▸ **Selected extract**:
::::::::::
Think back to 1991. Beloved TV actor Michael Landon - another actor whose work I both loved and admired - was diagnosed with pancreatic cancer. He made an appearance on Johnny Carson where he touted the benefits of using natural remedies to cure himself. Then, in the blink of an eye, he was gone.

Swayze has been lucky in that he has outlived the usual predictions and statistics of a few months. On Wednesday night, he had his first post-diagnosis interview with Barbara Walters. By his side, as she has been for the last 33 years, was his wife and dance partner, Lisa. The length and strength of his marriage are a true testament to the kind of man he is. He has remained faithful to this one woman in a place so surreal and superficial as Hollywood is, where marriage garners as much respect as a petty thief in a candy shop.

Patrick, at 56, looks gaunt and saddened today – truly a shell of the muscled, fit dancer of year’s past. Of the cancer, he told Walters, it has spread to other parts of his body, making his battle that much more unkind. Swayze is a tough cowboy from Texas. He is stubborn and determined, two traits that may just be making a difference in his unlikely longevity thus far. And despite having begun a second treatment, this one experimental, he knows the road ahead is at once painful to endure and most likely brief and defeating.
::::::::::
▸ **Referring expression data**:
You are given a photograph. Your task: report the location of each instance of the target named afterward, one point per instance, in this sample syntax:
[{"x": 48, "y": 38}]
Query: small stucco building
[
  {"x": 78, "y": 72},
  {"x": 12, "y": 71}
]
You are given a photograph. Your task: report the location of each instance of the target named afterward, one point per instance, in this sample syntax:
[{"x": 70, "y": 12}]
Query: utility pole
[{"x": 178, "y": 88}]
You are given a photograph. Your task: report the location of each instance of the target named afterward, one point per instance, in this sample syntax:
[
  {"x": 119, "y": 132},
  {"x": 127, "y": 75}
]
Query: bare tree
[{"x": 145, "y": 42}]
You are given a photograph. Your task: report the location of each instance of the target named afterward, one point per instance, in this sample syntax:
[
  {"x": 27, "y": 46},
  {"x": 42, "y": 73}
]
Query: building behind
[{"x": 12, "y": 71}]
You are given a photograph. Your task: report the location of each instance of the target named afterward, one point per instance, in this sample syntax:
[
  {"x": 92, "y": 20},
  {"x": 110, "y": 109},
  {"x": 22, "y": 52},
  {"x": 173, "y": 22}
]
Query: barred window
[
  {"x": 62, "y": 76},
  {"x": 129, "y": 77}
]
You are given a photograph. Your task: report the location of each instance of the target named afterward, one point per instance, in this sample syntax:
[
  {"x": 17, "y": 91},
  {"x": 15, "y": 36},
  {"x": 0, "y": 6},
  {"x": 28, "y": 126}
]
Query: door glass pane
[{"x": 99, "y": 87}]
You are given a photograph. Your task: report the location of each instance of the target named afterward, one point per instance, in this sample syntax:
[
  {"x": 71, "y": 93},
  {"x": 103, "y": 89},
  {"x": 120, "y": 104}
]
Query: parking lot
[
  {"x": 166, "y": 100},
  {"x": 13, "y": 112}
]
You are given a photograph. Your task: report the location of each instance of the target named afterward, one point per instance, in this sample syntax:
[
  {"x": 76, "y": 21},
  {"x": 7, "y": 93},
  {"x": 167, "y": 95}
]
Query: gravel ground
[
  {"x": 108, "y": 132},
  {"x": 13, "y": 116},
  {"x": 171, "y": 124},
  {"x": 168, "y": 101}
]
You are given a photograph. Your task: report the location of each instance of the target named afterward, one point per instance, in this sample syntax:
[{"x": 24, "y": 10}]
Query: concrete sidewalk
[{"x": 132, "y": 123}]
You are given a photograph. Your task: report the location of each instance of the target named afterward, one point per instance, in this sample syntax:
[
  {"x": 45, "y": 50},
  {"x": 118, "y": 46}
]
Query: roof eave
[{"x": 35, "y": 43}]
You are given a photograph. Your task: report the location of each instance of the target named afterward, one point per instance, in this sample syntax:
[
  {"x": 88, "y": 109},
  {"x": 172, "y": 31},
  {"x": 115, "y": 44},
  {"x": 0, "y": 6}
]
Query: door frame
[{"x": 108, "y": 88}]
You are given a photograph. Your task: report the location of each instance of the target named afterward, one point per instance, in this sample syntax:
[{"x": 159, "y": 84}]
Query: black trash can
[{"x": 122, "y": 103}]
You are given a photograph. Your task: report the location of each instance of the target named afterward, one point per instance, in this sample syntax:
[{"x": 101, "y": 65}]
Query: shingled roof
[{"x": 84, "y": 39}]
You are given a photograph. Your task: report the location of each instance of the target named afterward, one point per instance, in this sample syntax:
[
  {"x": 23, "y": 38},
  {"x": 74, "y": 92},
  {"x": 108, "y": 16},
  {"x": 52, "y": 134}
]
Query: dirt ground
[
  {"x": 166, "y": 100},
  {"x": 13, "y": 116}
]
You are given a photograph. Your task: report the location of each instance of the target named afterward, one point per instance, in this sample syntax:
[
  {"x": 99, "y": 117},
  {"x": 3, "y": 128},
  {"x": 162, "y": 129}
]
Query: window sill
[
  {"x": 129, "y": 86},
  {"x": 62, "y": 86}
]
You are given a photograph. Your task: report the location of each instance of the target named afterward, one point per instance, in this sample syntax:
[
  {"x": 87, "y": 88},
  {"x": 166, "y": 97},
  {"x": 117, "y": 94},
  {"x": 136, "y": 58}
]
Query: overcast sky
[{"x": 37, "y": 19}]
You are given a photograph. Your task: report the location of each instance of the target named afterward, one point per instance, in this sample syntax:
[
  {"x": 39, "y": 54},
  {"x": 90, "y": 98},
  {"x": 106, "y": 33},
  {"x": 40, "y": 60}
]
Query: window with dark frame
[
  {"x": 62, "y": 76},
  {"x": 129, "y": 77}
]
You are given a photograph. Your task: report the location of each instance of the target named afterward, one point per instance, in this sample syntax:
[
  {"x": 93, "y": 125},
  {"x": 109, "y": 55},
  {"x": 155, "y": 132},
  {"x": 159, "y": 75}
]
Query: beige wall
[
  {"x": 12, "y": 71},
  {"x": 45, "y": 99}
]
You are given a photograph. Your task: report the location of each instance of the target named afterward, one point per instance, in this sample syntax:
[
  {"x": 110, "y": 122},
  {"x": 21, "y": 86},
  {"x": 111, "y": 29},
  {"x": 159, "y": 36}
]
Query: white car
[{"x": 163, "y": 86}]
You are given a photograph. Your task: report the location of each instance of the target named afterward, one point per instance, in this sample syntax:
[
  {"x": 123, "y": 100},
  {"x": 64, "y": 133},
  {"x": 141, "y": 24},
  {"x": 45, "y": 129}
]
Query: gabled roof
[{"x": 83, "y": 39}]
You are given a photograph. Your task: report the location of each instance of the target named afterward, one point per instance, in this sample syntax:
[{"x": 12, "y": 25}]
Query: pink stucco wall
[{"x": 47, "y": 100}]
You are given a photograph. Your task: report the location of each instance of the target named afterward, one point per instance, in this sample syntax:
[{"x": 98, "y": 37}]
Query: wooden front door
::::::::::
Continue the piece on Patrick Swayze's illness, picking up after its last sentence.

Watching him last night broke my heart. Seeing him tear up at his reality - a tough guy admitting that his daddy wasn't much for men, or boys who cried, was heart wrenching. Watching Lisa by his side, trying hard to keep it together through some of the tougher questions ("Have you thought about life without him?"), tore me to pieces. You ask yourself, or just admit that there, but for the grace of God, go I. My heart hurt for him. My anger simmered too, because here we are 18 years since Landon lost his life to this cancer, and we don't seem to be a step closer to better than we were back then. Still no cure in sight! That seems just shameful to me.

Like so many people who call themselves fans of this man and his body of work, I am devastated at his horrible fate and his uncertain future. I am truly saddened by the impending loss of such a good and talented man. If, as so many believe, prayer works miracles, then please let me become a praying fool. I know there are thousands of people on this globe who are battling cancers of all types right this second. But let me be on Team Swayze for right now and allow me to concentrate my prayers for him – not because he is better or worse a man, more or less valuable a person, but because in ways only movie fans can understand, his roles in Dirty Dancing and (another all-time favorite) Ghost have brought me so many years of joy and entertainment.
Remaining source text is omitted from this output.